TASK STATEMENT ▸
Make a verbatim copy of the entries below; pictures stay out.
Start of PROVIDED DATA
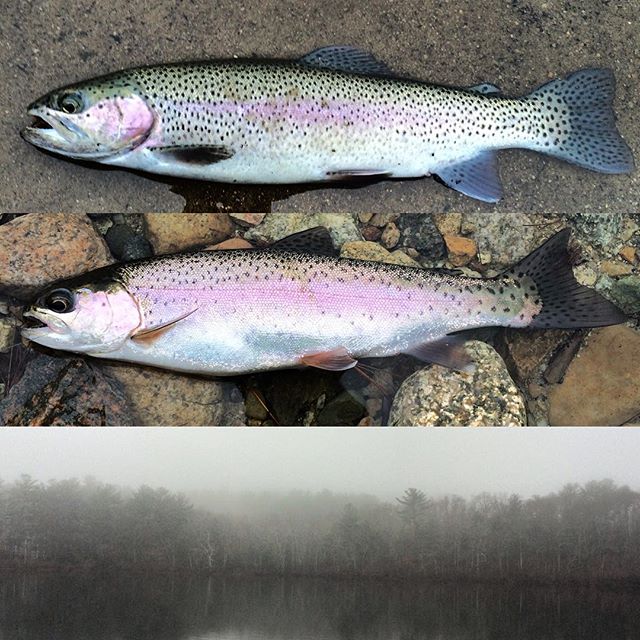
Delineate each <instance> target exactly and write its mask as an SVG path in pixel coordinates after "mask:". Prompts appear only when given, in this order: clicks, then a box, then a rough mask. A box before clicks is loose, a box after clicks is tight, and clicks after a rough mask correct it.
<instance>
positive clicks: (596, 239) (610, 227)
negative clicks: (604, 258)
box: [567, 213, 623, 254]
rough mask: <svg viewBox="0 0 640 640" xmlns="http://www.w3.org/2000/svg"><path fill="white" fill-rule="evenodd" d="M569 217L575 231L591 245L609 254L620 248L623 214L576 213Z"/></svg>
mask: <svg viewBox="0 0 640 640" xmlns="http://www.w3.org/2000/svg"><path fill="white" fill-rule="evenodd" d="M567 217H568V219H569V220H570V222H571V226H572V227H573V228H574V229H575V231H576V232H577V233H578V234H579V235H581V236H582V237H583V238H584V239H585V240H586V241H587V242H588V243H589V244H590V245H592V246H595V247H599V248H600V249H601V250H604V251H605V252H606V253H608V254H611V253H612V249H614V248H615V247H616V246H619V241H618V234H619V233H620V232H621V231H622V229H623V214H621V213H607V214H606V215H603V214H601V213H574V214H569V215H568V216H567Z"/></svg>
End of PROVIDED DATA
TASK ANSWER ▸
Delineate each <instance> target exactly and write its mask as an SVG path in pixel coordinates after "mask:". Prompts appear only when given, in this order: clicks, then a box, then a rough mask. A box before clicks is loose, a box after clicks is tight, and clicks after a rough mask correct it.
<instance>
positive clicks: (596, 239) (610, 227)
negative clicks: (604, 258)
box: [567, 213, 623, 254]
rough mask: <svg viewBox="0 0 640 640" xmlns="http://www.w3.org/2000/svg"><path fill="white" fill-rule="evenodd" d="M569 217L575 231L591 245L609 254L620 248L623 214L576 213Z"/></svg>
mask: <svg viewBox="0 0 640 640" xmlns="http://www.w3.org/2000/svg"><path fill="white" fill-rule="evenodd" d="M567 217H568V219H569V220H570V222H571V226H572V227H573V228H574V229H575V231H576V232H577V233H578V234H579V235H581V236H582V237H583V238H584V239H585V240H586V241H587V242H588V243H589V244H590V245H592V246H595V247H599V248H600V249H601V250H604V251H605V252H606V253H608V254H611V253H612V249H614V248H615V247H616V246H619V241H618V234H619V233H620V232H621V231H622V229H623V214H621V213H607V214H606V215H603V214H601V213H574V214H569V215H568V216H567Z"/></svg>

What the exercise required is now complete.